> _EXERCISE PASSAGE_
↓↓↓

In Europe, there was a 72% rise in the use of fintech apps in March alone, and in the United Kingdom, 6 million people downloaded digital banking apps for the first time between mid-March and mid-April. 

[Read: We asked 3 CEOs what tech trends will dominate post-COVID]

Technological innovation in financial services is now giving SMEs a greater chance of surviving the coronavirus. Prior to the pandemic, private sector fintech lenders, like our business, Lidya, were already stepping in to bridge the SME credit gap in fast-growing economies.

SMEs are the backbone of any economy, accounting for 80% of all jobs and playing a significant role alleviating poverty and generating wealth. But, according to the IFC, there is still a $4.5 trillion USD global funding gap for SMEs every year — and this figure was estimated before the pandemic took hold. 

On top of that, SMEs have been some of the most financially affected businesses during the outbreak, particularly in fast-growing economies. Right now, SMEs — especially essential businesses, such as pharmaceuticals and supermarkets — need stability and the right financial support, to at least make sure that jobs are protected, and operations can keep going, in order to have any chance of scaling in the future.

Trading is not “normal” at the moment, and may never look the same again: some companies are experiencing increased operating costs, such as purchasing high-quality PPE to protect their workers; others are reorganizing their focus and their business models, to meet the new demands of a changing world. The financial needs of SMEs are changing, and the financial services industry must adapt.

Change is needed

A traditional approach to lending will not get cash to SMEs quickly, when many are just weeks or even days away from drastic losses or potential closure. In Nigeria for example, it can take up to six weeks for businesses to get an answer from a bank on a loan application, which may still come back as a ‘maybe’ or an outright ‘no’.

This is where fintech lenders are stepping in and using smart machine-learning algorithms to provide convenient access to credit in as little as 24 hours. In the midst of a pandemic, these fast alternative borrowing options are a lifeline for SMEs.

Traditional lenders often reject SME loan applications due to greater perceived risk, a lack of collateral and smaller sized loans that yield lower returns. This may become even more difficult as the world goes into recession and some lenders look to minimize risk even further.

However, online lenders like ours are able to streamline and optimize lending processes, using big data to assess risk, and offer financial support to SMEs even during the most difficult times. Since beginning operations in the Czech Republic in March and Poland in April — at the height of COVID-19’s hold in Europe — Lidya has so far had an almost 0% default rate — and a 100% repeat business rate.

Fintechs can provide solutions that are not only more comprehensive and convenient, but also safer. Perhaps one of the most important qualities about fintech solutions today is that customers can remotely access financial services without the need to physically visit a bank, or handle physical cash. People, and cash, are potential transmitters of the virus. But with online lenders, digital channels are the new branches. SMEs who adopt fintech solutions are reducing the need for unnecessary human contact and protecting people’s health.

The outbreak of COVID-19 has driven society online more than ever and reflected the importance of digital transformation strategies in financial services and other industries. It has shown that it is possible to do everything digitally and remotely, and that digitizing client-facing services and internal operations can drive efficiency.

Fintechs, that have been digital from day one, now need to step up and assume a responsibility to support SMEs, so that they can emerge from the global economic crisis and fast-track business growth. It is an opportunity for fintechs to build their reputations: legacies will be defined by how lenders acted during this pandemic, and customers will remember those who looked after them through these difficult times.

↑↑↑

> _TASK ITEM 1_
In the fintech passage, how long can it take businesses in Nigeria to get an answer from a bank on a loan application?
> _TASK ITEM 2_
List every reason the fintech passage gives for why traditional lenders often reject SME loan applications.

> _RECORD EXCERPTS_

↓↓↓

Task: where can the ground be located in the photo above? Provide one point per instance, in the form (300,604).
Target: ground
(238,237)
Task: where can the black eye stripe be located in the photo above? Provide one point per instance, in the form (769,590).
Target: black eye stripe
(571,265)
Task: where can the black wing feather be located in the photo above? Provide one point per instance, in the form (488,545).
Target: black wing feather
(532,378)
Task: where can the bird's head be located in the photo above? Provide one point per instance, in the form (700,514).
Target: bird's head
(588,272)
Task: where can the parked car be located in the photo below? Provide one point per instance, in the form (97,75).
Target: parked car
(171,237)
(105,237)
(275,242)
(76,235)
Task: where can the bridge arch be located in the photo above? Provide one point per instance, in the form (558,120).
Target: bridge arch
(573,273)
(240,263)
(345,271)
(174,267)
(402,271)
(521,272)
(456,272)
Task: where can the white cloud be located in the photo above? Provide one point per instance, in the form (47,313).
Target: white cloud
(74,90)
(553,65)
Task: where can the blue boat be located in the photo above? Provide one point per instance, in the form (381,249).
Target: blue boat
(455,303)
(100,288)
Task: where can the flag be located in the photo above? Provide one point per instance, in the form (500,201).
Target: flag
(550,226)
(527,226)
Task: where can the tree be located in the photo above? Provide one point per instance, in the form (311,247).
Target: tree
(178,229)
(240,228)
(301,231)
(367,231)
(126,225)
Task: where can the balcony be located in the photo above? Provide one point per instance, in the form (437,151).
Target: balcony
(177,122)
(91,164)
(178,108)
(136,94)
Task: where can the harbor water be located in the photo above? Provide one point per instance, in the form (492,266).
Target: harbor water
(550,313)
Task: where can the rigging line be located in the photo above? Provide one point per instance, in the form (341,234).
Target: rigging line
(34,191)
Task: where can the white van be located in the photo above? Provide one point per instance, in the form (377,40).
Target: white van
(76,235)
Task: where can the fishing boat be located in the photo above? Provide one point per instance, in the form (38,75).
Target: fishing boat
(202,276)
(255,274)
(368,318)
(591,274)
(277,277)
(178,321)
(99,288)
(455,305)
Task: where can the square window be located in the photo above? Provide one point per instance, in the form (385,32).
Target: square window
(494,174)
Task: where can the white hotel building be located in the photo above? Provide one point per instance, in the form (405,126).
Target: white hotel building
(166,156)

↑↑↑
↓↓↓

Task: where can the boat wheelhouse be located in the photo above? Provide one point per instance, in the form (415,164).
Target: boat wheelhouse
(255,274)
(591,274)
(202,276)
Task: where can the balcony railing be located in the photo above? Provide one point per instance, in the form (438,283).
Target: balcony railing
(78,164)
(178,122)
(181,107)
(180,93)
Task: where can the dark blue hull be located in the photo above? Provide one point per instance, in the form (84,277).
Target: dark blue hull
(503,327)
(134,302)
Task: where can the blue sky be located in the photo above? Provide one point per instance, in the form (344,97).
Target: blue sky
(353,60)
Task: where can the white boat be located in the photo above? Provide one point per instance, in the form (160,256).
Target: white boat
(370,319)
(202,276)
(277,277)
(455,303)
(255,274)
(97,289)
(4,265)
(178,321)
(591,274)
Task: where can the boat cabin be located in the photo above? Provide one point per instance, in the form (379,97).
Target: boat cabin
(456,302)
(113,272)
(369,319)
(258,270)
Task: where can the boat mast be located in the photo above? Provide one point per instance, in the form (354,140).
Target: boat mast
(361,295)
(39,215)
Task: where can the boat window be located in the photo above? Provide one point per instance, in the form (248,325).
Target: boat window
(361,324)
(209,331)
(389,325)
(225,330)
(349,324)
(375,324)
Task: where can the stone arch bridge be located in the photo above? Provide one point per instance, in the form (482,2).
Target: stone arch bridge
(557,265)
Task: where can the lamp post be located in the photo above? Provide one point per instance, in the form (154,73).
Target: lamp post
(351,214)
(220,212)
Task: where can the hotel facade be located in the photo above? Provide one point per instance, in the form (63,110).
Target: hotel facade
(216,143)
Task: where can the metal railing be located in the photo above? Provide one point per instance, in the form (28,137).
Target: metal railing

↑↑↑
↓↓↓

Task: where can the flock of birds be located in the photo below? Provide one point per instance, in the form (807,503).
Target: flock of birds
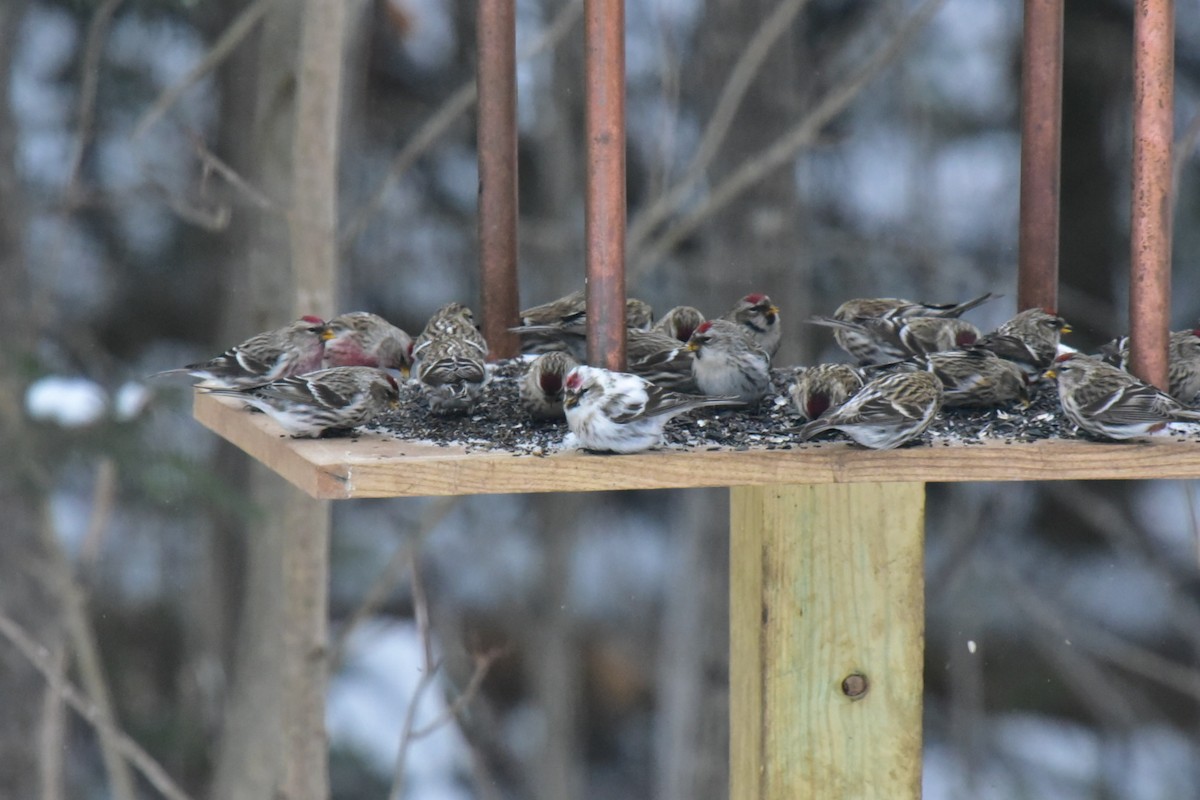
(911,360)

↑↑↑

> _EXERCISE ANSWER 1_
Up to six weeks.

> _EXERCISE ANSWER 2_
- Greater perceived risk
- A lack of collateral
- Smaller sized loans that yield lower returns